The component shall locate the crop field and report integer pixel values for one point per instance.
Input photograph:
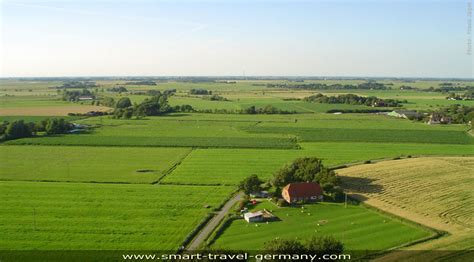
(357, 227)
(230, 166)
(87, 164)
(147, 183)
(435, 191)
(369, 135)
(166, 132)
(70, 216)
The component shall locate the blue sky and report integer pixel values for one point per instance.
(293, 38)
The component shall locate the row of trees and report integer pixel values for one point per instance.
(118, 89)
(308, 169)
(75, 95)
(315, 245)
(468, 95)
(449, 88)
(77, 84)
(370, 85)
(141, 83)
(352, 99)
(459, 114)
(154, 106)
(19, 128)
(216, 98)
(268, 109)
(200, 92)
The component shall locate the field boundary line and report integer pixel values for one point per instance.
(206, 231)
(173, 167)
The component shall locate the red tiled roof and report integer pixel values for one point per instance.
(303, 189)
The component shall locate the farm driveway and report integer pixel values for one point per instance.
(207, 230)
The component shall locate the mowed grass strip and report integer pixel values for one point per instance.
(230, 166)
(150, 141)
(434, 191)
(84, 216)
(438, 189)
(165, 132)
(369, 135)
(357, 227)
(87, 164)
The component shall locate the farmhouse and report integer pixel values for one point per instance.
════════════════════
In the copy, include every line of the entries above exactly and none of the pictures.

The component shall locate the crop field and report integer pixel values for one point per instance.
Input photograph:
(357, 227)
(230, 166)
(87, 164)
(147, 183)
(435, 191)
(369, 135)
(166, 132)
(70, 216)
The component shall locate the blue sky and report integer pixel values for one point per instance.
(293, 38)
The component shall locate the row of trees and report integer pixel values for one point per instance.
(118, 89)
(308, 169)
(75, 95)
(315, 245)
(468, 95)
(449, 88)
(77, 84)
(370, 85)
(141, 83)
(352, 99)
(459, 114)
(154, 106)
(19, 128)
(216, 98)
(268, 109)
(200, 92)
The component shall locate the field boundary line and report integer pixel values for one point per instance.
(206, 231)
(173, 167)
The component shall locate the red tiled roof and report integer pixel values for one point per instance.
(303, 189)
The component shall locate the farm driveway and report integer pixel values for one point per instance.
(207, 230)
The component shall locate the mowed grass strip and report integer pixel values for one point per instance.
(230, 166)
(150, 141)
(434, 191)
(84, 216)
(438, 189)
(165, 132)
(369, 135)
(357, 227)
(87, 164)
The component shall locate the farmhouse and report integer pixel values for one point per instance.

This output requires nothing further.